Saved entries
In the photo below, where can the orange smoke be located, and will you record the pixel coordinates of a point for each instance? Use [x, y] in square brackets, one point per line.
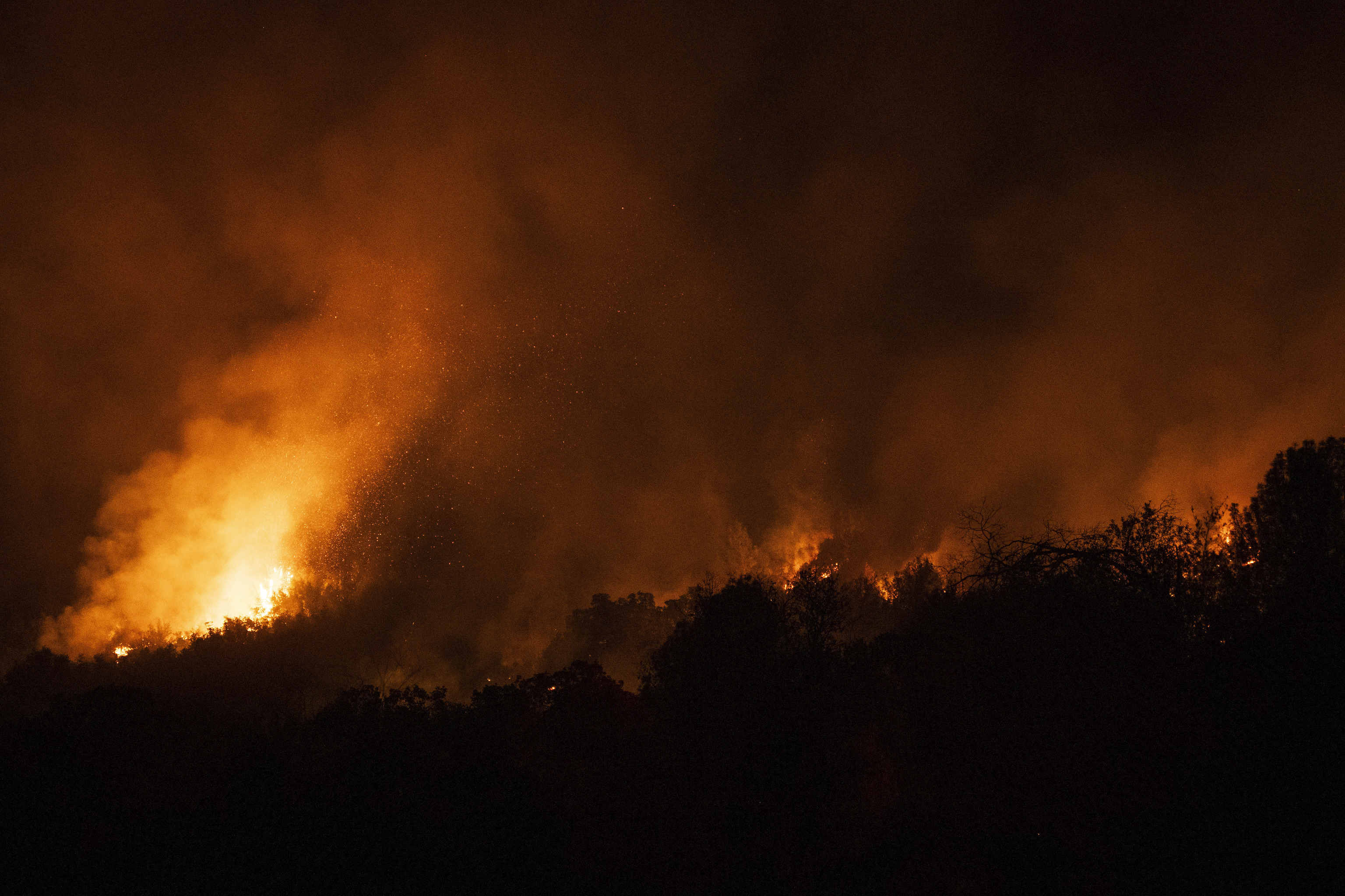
[264, 475]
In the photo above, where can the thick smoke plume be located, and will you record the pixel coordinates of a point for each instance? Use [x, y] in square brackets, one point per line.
[511, 305]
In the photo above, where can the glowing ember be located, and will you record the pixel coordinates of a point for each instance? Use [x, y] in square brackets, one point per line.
[268, 590]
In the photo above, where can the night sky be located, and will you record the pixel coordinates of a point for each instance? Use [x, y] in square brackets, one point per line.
[525, 302]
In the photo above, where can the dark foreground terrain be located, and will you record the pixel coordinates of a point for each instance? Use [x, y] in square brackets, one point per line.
[1153, 707]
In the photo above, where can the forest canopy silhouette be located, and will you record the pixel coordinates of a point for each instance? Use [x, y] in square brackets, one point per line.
[1148, 706]
[672, 446]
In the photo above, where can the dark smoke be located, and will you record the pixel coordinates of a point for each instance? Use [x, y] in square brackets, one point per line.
[650, 290]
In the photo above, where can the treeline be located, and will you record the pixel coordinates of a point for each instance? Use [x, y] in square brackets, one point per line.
[1149, 707]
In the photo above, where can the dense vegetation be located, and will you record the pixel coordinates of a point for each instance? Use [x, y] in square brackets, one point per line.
[1149, 707]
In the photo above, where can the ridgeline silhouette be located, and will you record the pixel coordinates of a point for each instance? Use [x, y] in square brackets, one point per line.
[1149, 707]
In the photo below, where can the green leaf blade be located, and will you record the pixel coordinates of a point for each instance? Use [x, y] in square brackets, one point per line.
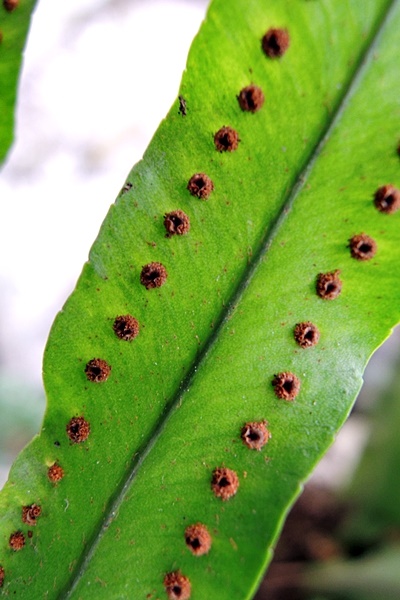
[178, 395]
[14, 28]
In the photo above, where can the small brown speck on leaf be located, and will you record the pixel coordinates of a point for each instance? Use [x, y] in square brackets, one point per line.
[153, 275]
[286, 386]
[200, 185]
[176, 223]
[10, 5]
[224, 483]
[78, 430]
[126, 327]
[177, 586]
[387, 199]
[97, 370]
[126, 187]
[55, 473]
[306, 334]
[16, 541]
[198, 539]
[255, 435]
[329, 285]
[362, 247]
[275, 42]
[251, 98]
[30, 514]
[226, 139]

▶ **TASK PROMPT**
Using the records above, output exactly the lines from the one containing "In the photo above, where can the small" through the last line, and no others.

▶ **WORKED SOLUTION**
In the photo above, where can the small brown speck on leaf be located, and will you record the pixel coordinates of a point for each instance? Use [x, y] in square brackets, one point per line.
[153, 275]
[286, 386]
[200, 185]
[176, 223]
[10, 5]
[224, 483]
[78, 430]
[126, 327]
[177, 586]
[387, 199]
[97, 370]
[126, 187]
[55, 473]
[306, 334]
[16, 541]
[198, 539]
[255, 435]
[329, 285]
[362, 247]
[275, 42]
[251, 98]
[30, 514]
[226, 139]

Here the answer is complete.